→ Exercise tasks
- 1) Translate this sentence from the passage on segment reporting into Spanish: "Consolidated statements present all of these different factors in a single-entity context."
- 2) Resume the passage on segment reporting after its third 10 percent test, and write the text that follows.

→ Exercise text
──────────

Many large companies are diversified across several lines of business. Each line may be subject to unique competitive factors and may react differently to changes in the economic environment. For example, a large company such as Johnson & Johnson operates in several major lines: consumer, pharmaceutical, and professional. Its products include disposable contact lenses, baby products, surgical products, antibody therapies, and cold and flu medications. In addition, a company is exposed to different risks in each of the markets in which it acquires its production factors. Consolidated statements present all of these different factors in a single-entity context. The purpose of segment reporting is to allow financial statement users to look behind the consolidated totals to the individual components that constitute the entity.

Accounting Standards Codification 280 takes a management approach to defining segments, and accordingly defines an operating segment as having following three characteristics:

  1. The component unit's business activities generate revenue and incur expenses, including any revenue or expenses in transactions with the company's other business units.
  2. The component unit's operating results are regularly reviewed by the entity's chief operating decision maker, who then determines the resources to assign to the segment and evaluates its performance.
  3. Separate financial information is available for the component unit. (FASB, 2013)

To help companies determine if segment reporting is required, the FASB has specified three 10% significance rules. Segment reporting and disclosures are required for segments meeting at least ONE of the following tests:

  1. The segment's revenue, including both external sales and intersegment sales or transfers, is 10 percent or more of the total revenues from external sales plus intersegment transactions of all operating segments.
  2. The absolute value of the segment's profit or loss is 10 percent or more of the higher, in absolute value, of (a) the total profit of all operating segments that did not report a loss or (b) the total loss of all operating segments that did report a loss.
  3. The segment's assets are 10 percent or more of the total assets of all operating segments.

──────────

→ Stored data

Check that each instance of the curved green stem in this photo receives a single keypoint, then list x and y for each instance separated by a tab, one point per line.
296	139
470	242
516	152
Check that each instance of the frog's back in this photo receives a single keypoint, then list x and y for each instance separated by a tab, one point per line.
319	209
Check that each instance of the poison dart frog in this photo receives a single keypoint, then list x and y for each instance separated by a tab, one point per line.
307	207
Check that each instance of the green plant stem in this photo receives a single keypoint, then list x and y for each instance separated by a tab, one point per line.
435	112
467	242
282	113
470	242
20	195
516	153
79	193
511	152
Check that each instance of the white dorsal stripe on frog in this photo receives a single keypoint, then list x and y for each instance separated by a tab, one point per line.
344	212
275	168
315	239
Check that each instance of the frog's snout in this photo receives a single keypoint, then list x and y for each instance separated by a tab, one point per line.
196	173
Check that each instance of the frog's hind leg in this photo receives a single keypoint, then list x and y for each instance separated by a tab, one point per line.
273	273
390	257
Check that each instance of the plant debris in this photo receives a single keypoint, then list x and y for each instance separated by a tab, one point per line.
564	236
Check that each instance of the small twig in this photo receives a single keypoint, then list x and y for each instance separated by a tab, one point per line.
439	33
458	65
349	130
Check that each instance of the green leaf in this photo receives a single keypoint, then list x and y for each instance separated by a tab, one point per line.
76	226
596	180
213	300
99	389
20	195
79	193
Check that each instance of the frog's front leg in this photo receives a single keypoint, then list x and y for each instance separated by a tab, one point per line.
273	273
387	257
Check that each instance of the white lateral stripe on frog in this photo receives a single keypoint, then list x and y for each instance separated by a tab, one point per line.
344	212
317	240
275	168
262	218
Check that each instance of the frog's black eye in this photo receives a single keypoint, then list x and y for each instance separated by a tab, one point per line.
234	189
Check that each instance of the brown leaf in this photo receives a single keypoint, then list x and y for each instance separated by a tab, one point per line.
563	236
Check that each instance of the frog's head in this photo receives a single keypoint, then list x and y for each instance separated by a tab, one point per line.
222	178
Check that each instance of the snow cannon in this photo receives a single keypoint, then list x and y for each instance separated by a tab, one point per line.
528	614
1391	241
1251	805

──────────

→ Exercise results
- 1) Los estados consolidados presentan todos estos factores distintos en el contexto de una sola entidad.

- 2)
Instructions:

Read the scenario below.

Blue Lagoon Inc., a publically-traded company, manufactures a wide variety of scuba diving equipment and supplies, in addition to owning a chain of retail scuba stores and scuba diving training centers. Eighteen months ago the company developed and began to market a new product line of oxygen tanks under various trade names. Sales and profitability of this product line during the current fiscal year greatly exceeded management's expectations. The new product line will account for 10 percent of the company's total sales and 12 percent of the company's operating income for this fiscal year. Additionally, Management believes sales and profits will be significant for several years. Blue Lagoon is concerned that its market share and competitive position may suffer if it discloses the volume and profitability of its new product line in its annual financial statements. Management is not sure how ASC 280 applies in this case.

Visit the FASB website www.fasb.org (Links to an external site.) and access the Accounting Standards Codification. Research the accounting standards for guidance on the scenario above.

Discuss the following questions in your initial post:

  • Is Blue Lagoon required to report the Scuba Tank operations as a separate segment? Please justify your opinion.
  • What options, if any, does Blue Lagoon, Inc. have with the disclosure of its new product line? Be sure to explain your answer and support your conclusions with references to the authoritative literature.